### Exercise
Rewrite the lines beginning at the one that has "Where can the ceiling be" and stopping at the end of the items, substituting "aspen tree" for "birch tree" and leaving everything else the same. Leave the pictures out of your answer.

::: Material :::

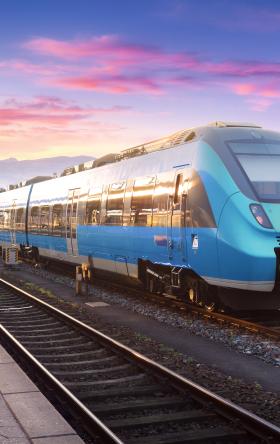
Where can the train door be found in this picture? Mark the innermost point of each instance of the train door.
(71, 221)
(177, 248)
(13, 222)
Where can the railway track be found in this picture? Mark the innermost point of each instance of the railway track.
(117, 394)
(263, 322)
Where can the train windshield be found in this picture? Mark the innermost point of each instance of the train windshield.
(261, 163)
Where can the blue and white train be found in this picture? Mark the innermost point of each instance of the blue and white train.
(198, 212)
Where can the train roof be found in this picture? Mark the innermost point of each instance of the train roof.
(167, 142)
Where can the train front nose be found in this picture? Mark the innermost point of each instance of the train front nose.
(246, 250)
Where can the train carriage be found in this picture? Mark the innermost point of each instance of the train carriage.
(197, 212)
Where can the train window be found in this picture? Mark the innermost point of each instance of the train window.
(142, 201)
(57, 220)
(93, 210)
(44, 219)
(162, 192)
(114, 207)
(20, 219)
(34, 219)
(7, 218)
(178, 192)
(2, 218)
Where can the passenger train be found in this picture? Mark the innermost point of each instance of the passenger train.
(197, 212)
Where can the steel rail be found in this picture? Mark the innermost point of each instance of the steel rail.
(174, 301)
(251, 422)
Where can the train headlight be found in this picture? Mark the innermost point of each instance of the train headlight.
(260, 215)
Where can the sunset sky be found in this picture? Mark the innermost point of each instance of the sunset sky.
(93, 77)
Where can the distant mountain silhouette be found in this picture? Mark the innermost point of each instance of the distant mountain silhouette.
(13, 171)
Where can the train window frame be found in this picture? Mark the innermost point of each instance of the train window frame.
(60, 232)
(34, 227)
(178, 191)
(46, 228)
(138, 213)
(20, 221)
(117, 218)
(97, 208)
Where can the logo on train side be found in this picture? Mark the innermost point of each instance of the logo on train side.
(160, 240)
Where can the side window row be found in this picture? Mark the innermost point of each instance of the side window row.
(149, 204)
(47, 219)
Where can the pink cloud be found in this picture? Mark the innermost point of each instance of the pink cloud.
(48, 110)
(114, 84)
(108, 47)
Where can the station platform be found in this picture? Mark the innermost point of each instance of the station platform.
(26, 416)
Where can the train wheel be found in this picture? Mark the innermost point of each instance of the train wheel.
(200, 294)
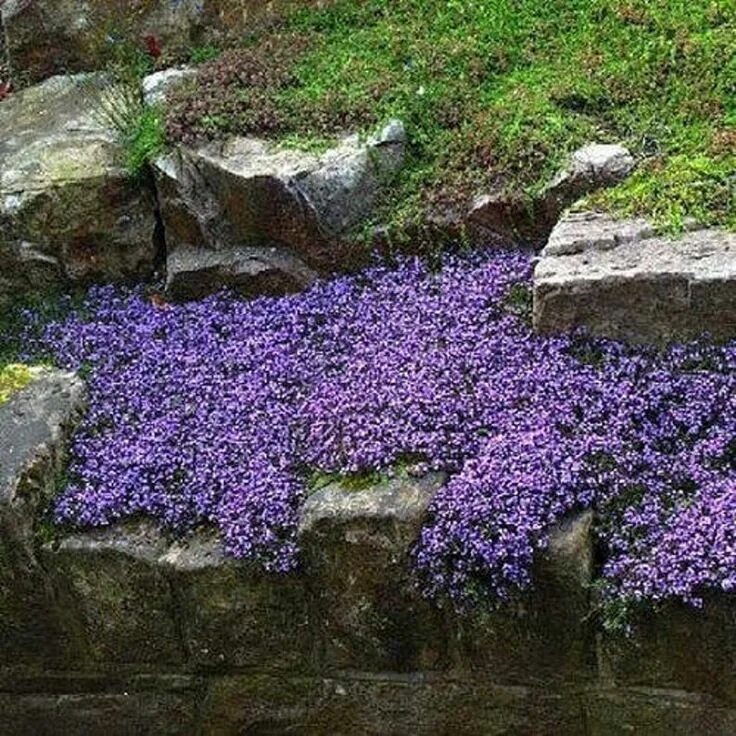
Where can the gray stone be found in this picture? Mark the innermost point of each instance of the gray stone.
(269, 210)
(47, 37)
(102, 706)
(157, 86)
(122, 596)
(595, 166)
(193, 273)
(386, 705)
(69, 212)
(656, 713)
(620, 280)
(357, 544)
(545, 635)
(233, 617)
(35, 426)
(502, 217)
(678, 647)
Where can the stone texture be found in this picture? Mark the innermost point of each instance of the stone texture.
(121, 595)
(193, 273)
(656, 713)
(234, 618)
(594, 166)
(158, 85)
(268, 213)
(678, 648)
(165, 705)
(620, 280)
(35, 426)
(47, 37)
(357, 545)
(544, 636)
(68, 210)
(510, 217)
(386, 706)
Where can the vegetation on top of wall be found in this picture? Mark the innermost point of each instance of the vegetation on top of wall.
(496, 95)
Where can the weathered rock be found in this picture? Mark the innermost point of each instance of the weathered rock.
(620, 280)
(265, 210)
(47, 37)
(357, 545)
(35, 426)
(158, 85)
(592, 167)
(69, 212)
(122, 596)
(193, 273)
(232, 617)
(386, 706)
(503, 217)
(545, 635)
(678, 648)
(656, 713)
(103, 706)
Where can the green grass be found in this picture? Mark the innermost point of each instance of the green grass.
(496, 94)
(145, 139)
(13, 377)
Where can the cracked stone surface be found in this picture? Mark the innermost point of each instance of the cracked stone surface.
(69, 211)
(621, 280)
(248, 214)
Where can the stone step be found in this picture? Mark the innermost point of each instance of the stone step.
(619, 279)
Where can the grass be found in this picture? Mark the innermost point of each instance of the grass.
(13, 377)
(495, 95)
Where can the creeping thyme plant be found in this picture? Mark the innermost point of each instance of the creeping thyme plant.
(218, 412)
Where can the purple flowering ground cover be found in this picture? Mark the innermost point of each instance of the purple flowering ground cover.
(217, 412)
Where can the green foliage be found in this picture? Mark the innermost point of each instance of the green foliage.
(497, 94)
(145, 140)
(117, 98)
(202, 54)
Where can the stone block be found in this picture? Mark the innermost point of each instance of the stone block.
(234, 618)
(121, 594)
(69, 211)
(541, 637)
(620, 280)
(357, 546)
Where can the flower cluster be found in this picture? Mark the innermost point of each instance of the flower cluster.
(214, 413)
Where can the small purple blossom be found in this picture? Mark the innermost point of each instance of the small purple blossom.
(214, 413)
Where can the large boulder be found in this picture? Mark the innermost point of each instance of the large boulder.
(677, 647)
(357, 545)
(47, 37)
(621, 280)
(69, 211)
(35, 426)
(251, 215)
(545, 634)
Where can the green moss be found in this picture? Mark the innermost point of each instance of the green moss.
(499, 93)
(13, 377)
(145, 140)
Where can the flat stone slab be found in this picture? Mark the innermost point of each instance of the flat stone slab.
(250, 215)
(69, 211)
(619, 279)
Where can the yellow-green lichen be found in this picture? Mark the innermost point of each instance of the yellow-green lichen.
(13, 377)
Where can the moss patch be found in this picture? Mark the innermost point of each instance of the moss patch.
(13, 377)
(497, 94)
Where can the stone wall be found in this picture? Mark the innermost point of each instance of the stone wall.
(124, 630)
(48, 37)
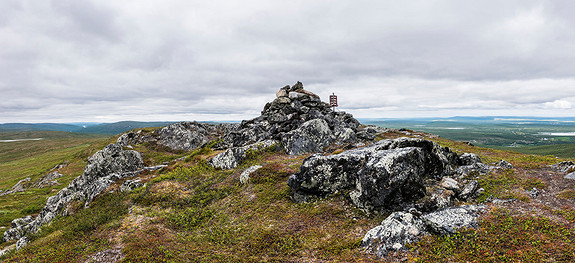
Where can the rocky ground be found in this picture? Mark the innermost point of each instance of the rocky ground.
(304, 181)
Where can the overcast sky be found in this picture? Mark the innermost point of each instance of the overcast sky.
(171, 60)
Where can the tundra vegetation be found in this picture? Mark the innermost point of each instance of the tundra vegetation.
(195, 200)
(189, 211)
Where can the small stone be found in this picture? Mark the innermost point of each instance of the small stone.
(450, 184)
(281, 93)
(296, 95)
(505, 164)
(469, 190)
(245, 176)
(448, 220)
(22, 242)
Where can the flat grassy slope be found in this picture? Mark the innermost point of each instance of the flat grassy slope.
(190, 212)
(33, 159)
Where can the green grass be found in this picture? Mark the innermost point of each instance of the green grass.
(559, 150)
(502, 237)
(190, 211)
(33, 159)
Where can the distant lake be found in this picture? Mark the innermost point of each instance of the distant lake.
(557, 133)
(19, 140)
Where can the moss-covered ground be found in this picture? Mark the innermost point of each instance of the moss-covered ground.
(190, 212)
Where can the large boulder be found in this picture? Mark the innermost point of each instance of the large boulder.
(378, 177)
(104, 167)
(232, 157)
(312, 136)
(401, 228)
(181, 136)
(301, 121)
(394, 232)
(449, 220)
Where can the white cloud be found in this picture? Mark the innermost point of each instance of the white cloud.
(78, 61)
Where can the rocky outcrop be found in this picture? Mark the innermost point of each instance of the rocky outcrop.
(104, 167)
(302, 122)
(564, 167)
(448, 220)
(394, 232)
(20, 186)
(401, 228)
(181, 136)
(130, 185)
(245, 176)
(49, 179)
(312, 136)
(233, 156)
(380, 176)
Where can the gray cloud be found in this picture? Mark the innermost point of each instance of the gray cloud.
(114, 60)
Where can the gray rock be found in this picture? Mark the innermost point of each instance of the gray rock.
(22, 242)
(281, 93)
(479, 168)
(130, 185)
(182, 136)
(504, 164)
(245, 176)
(233, 156)
(469, 159)
(393, 233)
(281, 118)
(469, 190)
(534, 193)
(450, 184)
(564, 167)
(18, 228)
(439, 198)
(155, 167)
(312, 136)
(20, 186)
(449, 220)
(381, 175)
(104, 167)
(47, 180)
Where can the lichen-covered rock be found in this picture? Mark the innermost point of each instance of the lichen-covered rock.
(450, 184)
(181, 136)
(104, 167)
(401, 228)
(479, 168)
(130, 185)
(449, 220)
(233, 156)
(394, 232)
(504, 164)
(379, 176)
(564, 167)
(469, 159)
(245, 176)
(49, 179)
(18, 228)
(469, 190)
(312, 136)
(22, 242)
(302, 122)
(20, 186)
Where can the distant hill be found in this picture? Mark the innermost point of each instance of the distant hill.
(119, 127)
(13, 127)
(101, 128)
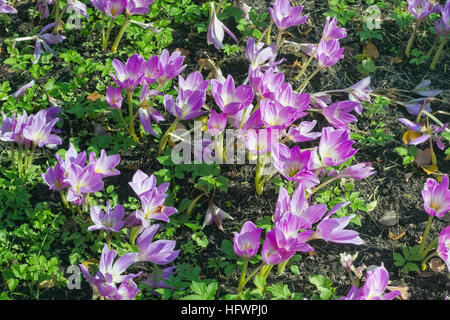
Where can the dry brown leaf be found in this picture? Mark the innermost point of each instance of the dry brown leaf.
(389, 218)
(430, 169)
(394, 237)
(94, 96)
(410, 135)
(436, 265)
(184, 52)
(50, 283)
(371, 50)
(404, 295)
(305, 33)
(396, 60)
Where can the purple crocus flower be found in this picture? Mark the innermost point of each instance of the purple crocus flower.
(171, 66)
(215, 215)
(143, 183)
(338, 113)
(54, 178)
(5, 8)
(39, 131)
(159, 252)
(436, 197)
(114, 7)
(443, 249)
(153, 207)
(271, 252)
(111, 220)
(229, 98)
(286, 16)
(328, 53)
(114, 97)
(276, 116)
(158, 278)
(105, 166)
(145, 117)
(128, 76)
(152, 70)
(246, 242)
(257, 55)
(335, 147)
(332, 32)
(46, 40)
(193, 82)
(82, 181)
(216, 123)
(187, 106)
(138, 7)
(291, 163)
(421, 9)
(302, 132)
(216, 30)
(374, 287)
(358, 92)
(287, 235)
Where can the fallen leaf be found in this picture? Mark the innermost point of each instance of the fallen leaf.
(305, 33)
(408, 176)
(94, 96)
(404, 295)
(389, 219)
(430, 169)
(423, 157)
(410, 135)
(90, 264)
(436, 265)
(394, 237)
(371, 50)
(184, 52)
(396, 60)
(50, 283)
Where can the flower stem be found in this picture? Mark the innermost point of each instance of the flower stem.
(131, 115)
(282, 266)
(165, 137)
(305, 66)
(133, 234)
(108, 32)
(425, 236)
(64, 199)
(300, 89)
(438, 52)
(411, 39)
(125, 25)
(242, 279)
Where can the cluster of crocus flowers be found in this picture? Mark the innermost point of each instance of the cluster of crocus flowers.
(420, 9)
(374, 288)
(74, 178)
(294, 221)
(158, 69)
(216, 29)
(436, 201)
(114, 8)
(5, 8)
(109, 282)
(28, 132)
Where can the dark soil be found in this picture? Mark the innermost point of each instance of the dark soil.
(394, 186)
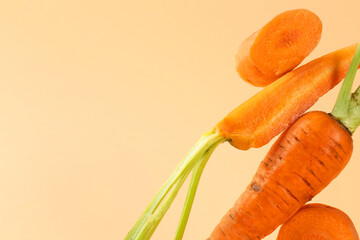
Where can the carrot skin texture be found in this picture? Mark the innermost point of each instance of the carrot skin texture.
(318, 221)
(278, 47)
(256, 121)
(302, 162)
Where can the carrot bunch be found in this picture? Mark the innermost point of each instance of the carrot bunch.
(302, 162)
(256, 121)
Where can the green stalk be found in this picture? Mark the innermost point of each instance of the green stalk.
(182, 170)
(346, 104)
(198, 169)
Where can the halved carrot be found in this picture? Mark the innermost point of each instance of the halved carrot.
(318, 221)
(256, 121)
(302, 162)
(278, 47)
(252, 124)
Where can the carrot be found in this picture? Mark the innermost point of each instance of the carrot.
(256, 121)
(318, 221)
(278, 47)
(302, 162)
(252, 124)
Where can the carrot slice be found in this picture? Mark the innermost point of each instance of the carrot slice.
(318, 221)
(278, 47)
(301, 163)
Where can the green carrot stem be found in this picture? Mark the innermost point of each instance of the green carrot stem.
(198, 169)
(188, 163)
(153, 221)
(341, 108)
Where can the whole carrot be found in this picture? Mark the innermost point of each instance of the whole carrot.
(318, 221)
(252, 124)
(256, 121)
(278, 47)
(302, 162)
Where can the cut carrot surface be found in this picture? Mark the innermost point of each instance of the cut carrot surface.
(318, 221)
(278, 47)
(256, 121)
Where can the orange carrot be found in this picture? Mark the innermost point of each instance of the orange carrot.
(252, 124)
(318, 221)
(303, 161)
(255, 122)
(278, 47)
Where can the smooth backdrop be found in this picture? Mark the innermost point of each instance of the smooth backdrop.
(100, 100)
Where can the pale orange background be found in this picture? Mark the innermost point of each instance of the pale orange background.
(100, 100)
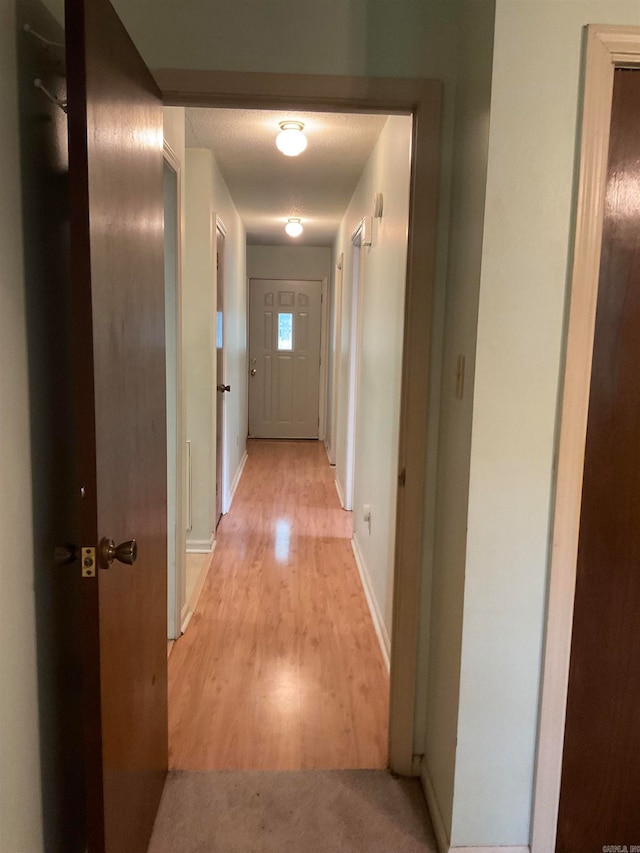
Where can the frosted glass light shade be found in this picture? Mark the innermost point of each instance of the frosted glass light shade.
(291, 140)
(293, 228)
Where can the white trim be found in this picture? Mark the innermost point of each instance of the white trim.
(607, 47)
(220, 226)
(323, 382)
(376, 615)
(236, 480)
(336, 347)
(190, 607)
(518, 848)
(178, 582)
(224, 443)
(201, 546)
(437, 821)
(327, 450)
(355, 340)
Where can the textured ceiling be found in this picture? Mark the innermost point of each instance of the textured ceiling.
(268, 187)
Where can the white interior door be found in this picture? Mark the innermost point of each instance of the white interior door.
(284, 358)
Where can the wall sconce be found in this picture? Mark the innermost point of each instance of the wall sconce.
(291, 140)
(293, 227)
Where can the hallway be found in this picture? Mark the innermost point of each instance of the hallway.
(280, 668)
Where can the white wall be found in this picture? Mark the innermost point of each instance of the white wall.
(295, 262)
(199, 310)
(525, 270)
(20, 805)
(382, 320)
(358, 37)
(235, 328)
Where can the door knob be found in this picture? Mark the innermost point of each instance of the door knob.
(126, 552)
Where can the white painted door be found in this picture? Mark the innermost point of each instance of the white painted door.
(284, 358)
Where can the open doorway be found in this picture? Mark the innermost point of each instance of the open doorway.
(296, 613)
(420, 99)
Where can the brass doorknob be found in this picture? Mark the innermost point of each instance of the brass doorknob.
(126, 552)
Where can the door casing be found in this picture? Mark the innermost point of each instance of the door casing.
(422, 99)
(177, 579)
(608, 47)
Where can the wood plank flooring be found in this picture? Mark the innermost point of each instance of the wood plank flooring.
(280, 668)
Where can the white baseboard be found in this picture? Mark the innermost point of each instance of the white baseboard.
(442, 837)
(236, 480)
(439, 829)
(201, 546)
(508, 848)
(332, 461)
(189, 608)
(376, 615)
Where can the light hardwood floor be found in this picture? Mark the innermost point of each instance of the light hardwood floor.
(280, 668)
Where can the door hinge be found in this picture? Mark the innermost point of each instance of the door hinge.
(88, 558)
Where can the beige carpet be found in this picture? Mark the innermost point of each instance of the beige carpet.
(316, 811)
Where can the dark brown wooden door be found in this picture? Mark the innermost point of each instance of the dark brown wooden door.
(116, 178)
(600, 791)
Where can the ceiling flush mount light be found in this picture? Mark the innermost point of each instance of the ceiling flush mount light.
(293, 227)
(291, 140)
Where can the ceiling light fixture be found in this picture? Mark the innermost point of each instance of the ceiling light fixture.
(291, 140)
(293, 227)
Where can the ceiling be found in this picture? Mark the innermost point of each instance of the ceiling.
(268, 187)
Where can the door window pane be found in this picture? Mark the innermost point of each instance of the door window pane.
(285, 331)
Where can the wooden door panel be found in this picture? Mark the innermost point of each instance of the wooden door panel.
(116, 168)
(284, 390)
(599, 802)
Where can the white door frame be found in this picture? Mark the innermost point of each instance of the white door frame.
(608, 47)
(177, 584)
(219, 229)
(335, 364)
(421, 99)
(355, 352)
(323, 388)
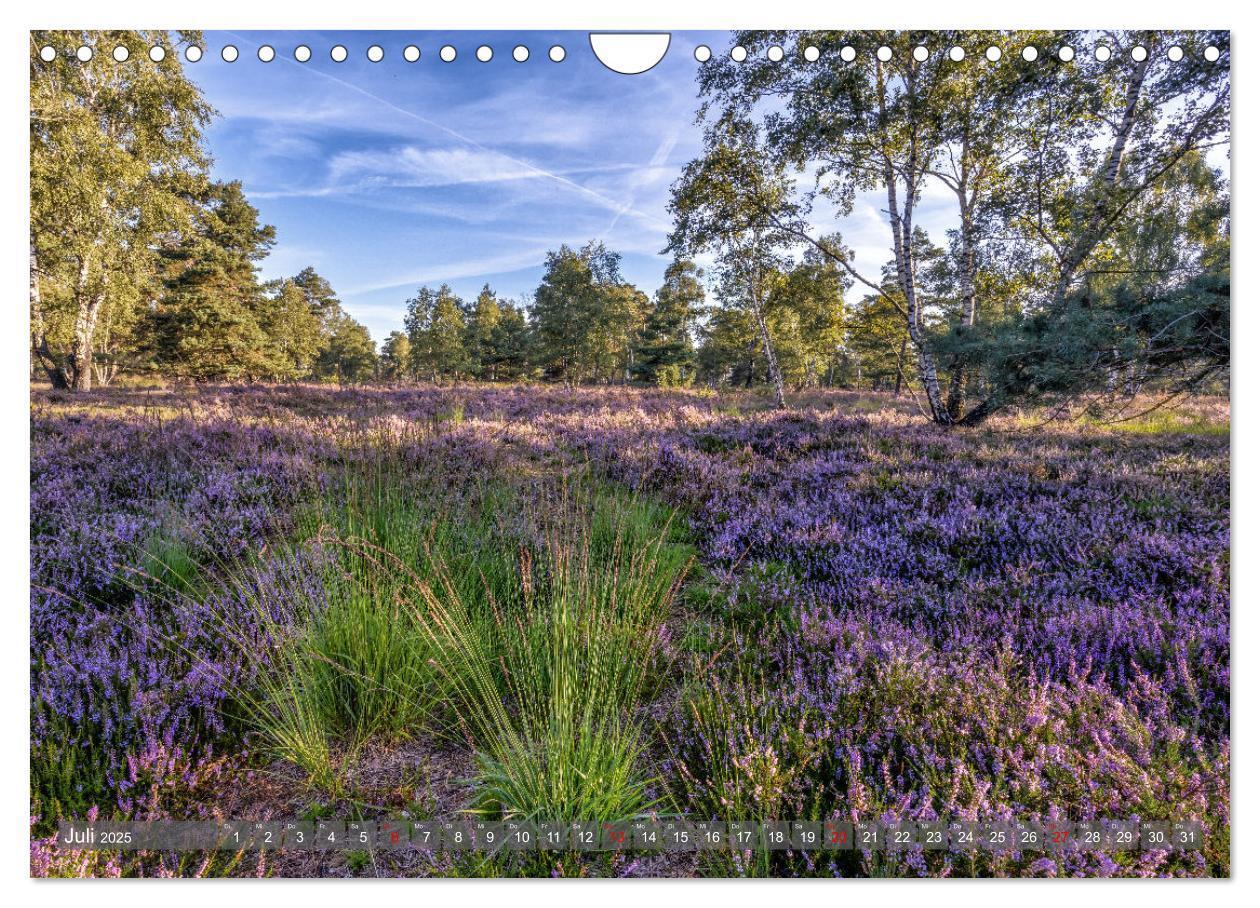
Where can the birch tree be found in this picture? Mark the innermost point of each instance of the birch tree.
(115, 156)
(731, 203)
(1045, 156)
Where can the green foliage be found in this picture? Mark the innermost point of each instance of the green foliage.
(436, 328)
(585, 316)
(664, 354)
(115, 160)
(396, 357)
(1061, 174)
(349, 353)
(547, 679)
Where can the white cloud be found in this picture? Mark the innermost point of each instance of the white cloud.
(412, 166)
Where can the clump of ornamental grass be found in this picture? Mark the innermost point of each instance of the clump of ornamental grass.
(548, 680)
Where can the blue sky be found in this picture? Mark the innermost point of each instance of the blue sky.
(389, 175)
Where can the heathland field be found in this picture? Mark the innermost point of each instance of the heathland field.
(543, 603)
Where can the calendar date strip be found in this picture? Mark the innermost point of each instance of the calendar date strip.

:::

### Correct answer
Where can the ceiling be found in this picture? Mark the innermost point of each instance of the ceiling.
(268, 187)
Where can the door window pane be found in this picture? Mark the innermost point of each instance of the door window pane.
(285, 331)
Where can the wooden door panel be found in this picture? Mark the innermost point of each instance of the wooden door panel.
(116, 168)
(284, 390)
(599, 802)
Where can the white door frame be found in this picture? Mark the innermost point of each instance of the white door frame.
(608, 47)
(177, 584)
(219, 229)
(335, 364)
(421, 99)
(355, 352)
(323, 388)
Where can the aspen tree be found in this picture? Mark the innermost point of each instance of the aspen tree.
(115, 156)
(731, 203)
(1045, 156)
Where can the green foliage be found in this picture? Mark the innermost point of each instance of the green foliage.
(436, 328)
(585, 316)
(664, 354)
(115, 160)
(396, 357)
(1061, 174)
(349, 353)
(547, 679)
Where can the white cloud be found in this picture? Mark the innermost point of each instance of the white cloud.
(412, 166)
Where can the clump of ornamental grass be found in this picture? Mark the innermost point of each instance of the clump of ornamental grass.
(548, 680)
Where can the blue sky be found in this picture? Mark the innermost point of each instance of the blue sky.
(389, 175)
Where can the heathland field be found in this picture? Mark the innermost point of each instance of the heathland field.
(543, 603)
Where can the calendar date strip be found in this picture? Mark the innermost point of each instance of the calendar date strip.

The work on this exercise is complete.